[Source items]

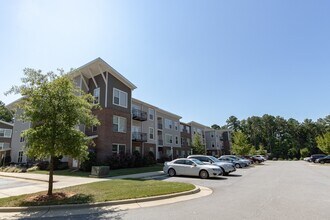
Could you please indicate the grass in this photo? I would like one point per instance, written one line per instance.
(119, 172)
(99, 192)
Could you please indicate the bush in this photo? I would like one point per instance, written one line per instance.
(127, 161)
(91, 161)
(43, 165)
(31, 169)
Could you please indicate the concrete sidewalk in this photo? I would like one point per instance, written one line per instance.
(33, 183)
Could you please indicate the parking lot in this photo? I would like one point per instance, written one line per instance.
(275, 190)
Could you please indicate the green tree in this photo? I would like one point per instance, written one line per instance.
(55, 107)
(197, 145)
(323, 143)
(304, 152)
(241, 145)
(5, 114)
(253, 151)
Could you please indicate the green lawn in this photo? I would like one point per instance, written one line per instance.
(100, 192)
(119, 172)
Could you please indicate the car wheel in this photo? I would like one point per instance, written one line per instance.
(203, 174)
(224, 172)
(171, 172)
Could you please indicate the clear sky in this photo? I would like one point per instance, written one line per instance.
(202, 60)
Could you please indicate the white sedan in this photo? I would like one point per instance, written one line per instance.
(191, 167)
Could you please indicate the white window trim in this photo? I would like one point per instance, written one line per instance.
(4, 130)
(176, 138)
(168, 135)
(117, 152)
(97, 101)
(113, 122)
(113, 97)
(153, 110)
(153, 133)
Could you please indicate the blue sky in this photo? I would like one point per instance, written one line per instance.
(202, 60)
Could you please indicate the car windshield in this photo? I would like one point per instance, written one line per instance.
(214, 159)
(198, 162)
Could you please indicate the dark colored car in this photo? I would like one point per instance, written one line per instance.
(324, 159)
(317, 156)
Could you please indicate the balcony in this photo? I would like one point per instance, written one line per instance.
(139, 137)
(5, 146)
(139, 115)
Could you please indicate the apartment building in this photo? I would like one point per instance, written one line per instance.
(198, 129)
(144, 123)
(113, 93)
(168, 134)
(214, 143)
(6, 131)
(186, 140)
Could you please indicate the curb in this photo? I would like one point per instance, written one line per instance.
(26, 178)
(98, 204)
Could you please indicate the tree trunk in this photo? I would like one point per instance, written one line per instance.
(50, 181)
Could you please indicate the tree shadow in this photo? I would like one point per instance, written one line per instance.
(75, 213)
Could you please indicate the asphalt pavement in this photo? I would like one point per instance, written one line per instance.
(275, 190)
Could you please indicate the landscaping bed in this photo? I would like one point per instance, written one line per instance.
(98, 192)
(118, 172)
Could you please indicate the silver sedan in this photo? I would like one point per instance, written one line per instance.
(191, 167)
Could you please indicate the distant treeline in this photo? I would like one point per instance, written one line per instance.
(280, 137)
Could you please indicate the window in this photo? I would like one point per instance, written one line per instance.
(168, 123)
(22, 139)
(119, 98)
(5, 132)
(96, 95)
(20, 157)
(181, 128)
(119, 124)
(151, 133)
(118, 149)
(151, 114)
(176, 126)
(168, 139)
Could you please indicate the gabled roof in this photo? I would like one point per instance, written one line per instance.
(96, 67)
(6, 123)
(197, 124)
(156, 108)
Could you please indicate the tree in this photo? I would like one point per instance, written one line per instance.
(55, 107)
(240, 144)
(197, 145)
(323, 142)
(304, 152)
(215, 127)
(233, 123)
(5, 114)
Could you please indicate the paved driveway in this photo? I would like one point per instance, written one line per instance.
(276, 190)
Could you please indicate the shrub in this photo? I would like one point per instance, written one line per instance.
(34, 168)
(91, 161)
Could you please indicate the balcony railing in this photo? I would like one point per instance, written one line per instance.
(139, 137)
(139, 115)
(4, 146)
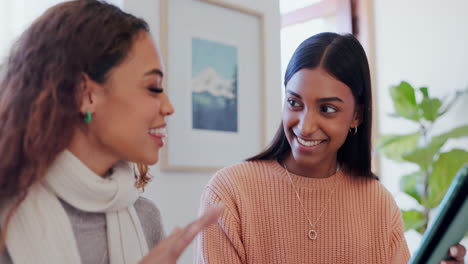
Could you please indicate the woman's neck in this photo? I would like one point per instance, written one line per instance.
(93, 157)
(324, 169)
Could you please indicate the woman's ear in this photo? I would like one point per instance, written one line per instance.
(89, 92)
(357, 119)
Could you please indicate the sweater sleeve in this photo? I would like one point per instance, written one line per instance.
(399, 252)
(222, 241)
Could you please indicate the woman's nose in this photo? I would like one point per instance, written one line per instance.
(307, 124)
(167, 108)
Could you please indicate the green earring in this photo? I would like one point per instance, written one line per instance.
(88, 117)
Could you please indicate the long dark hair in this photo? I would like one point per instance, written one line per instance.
(40, 89)
(343, 57)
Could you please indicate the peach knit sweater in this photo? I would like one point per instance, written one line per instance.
(264, 222)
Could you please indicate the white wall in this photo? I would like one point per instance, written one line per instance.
(177, 194)
(423, 42)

→ **Given request**
Rewrite the part of the items that opens with the line containing "Could you please indicate the woman's neck" and runs through the end of the items. Replace every "woman's" with "person's" and leave everything else unchanged.

→ **Exercise output**
Could you please indicate the person's neck in this photo? I would like one point per instance, written one line per instance.
(93, 157)
(324, 169)
Could you please indicate the person's ear in this photo? I would like one point per instance, written one line per instance.
(89, 92)
(357, 119)
Could you please indicate the sweater sleeve in this photo? I would like one point per instance, written one line per instance.
(399, 252)
(222, 241)
Could you please indicate the person's nose in this photo? I would like one point per instance, written one line per instance.
(307, 124)
(167, 108)
Could you please indicate the green earring in this photo? I would like one point per instance, written one line per instance.
(88, 117)
Could you please indicate the long dark hair in this photo? I would like one point per instance, written one line per instance.
(40, 89)
(343, 57)
Could you please indicate the peach knit sweater in this photo? I would like one point per instance, written one line per instance.
(264, 222)
Could you please indicate the white wall in this photo? I would like one point per instance, written one line per instance.
(177, 194)
(423, 42)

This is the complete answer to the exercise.